Start of Information supplied
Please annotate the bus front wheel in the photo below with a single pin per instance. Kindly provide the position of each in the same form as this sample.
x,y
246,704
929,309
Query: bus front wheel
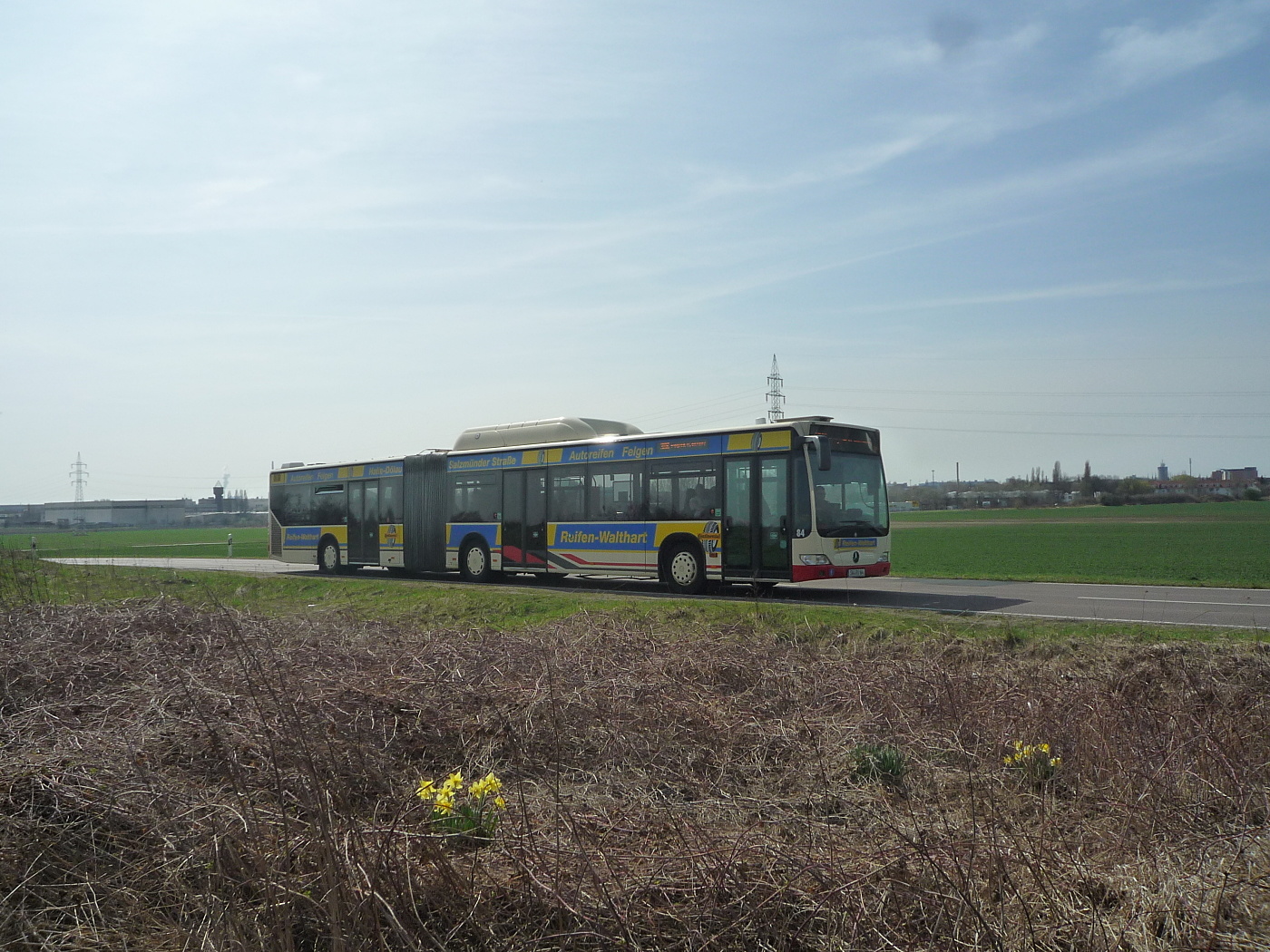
x,y
474,562
327,558
685,570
End of Information supplied
■ **Problem to work on**
Arrange every line of the listing above as a numbered list, skipping any blank lines. Leave the pictures out of your answer.

■ **Response to this task**
1. Please annotate the bus front wheel in the photo below with a single pin per instance. Kindly provide the position of each in the same form as this sample.
2. x,y
3. 246,704
4. 929,309
5. Query: bus front wheel
6. x,y
7. 474,562
8. 327,558
9. 685,570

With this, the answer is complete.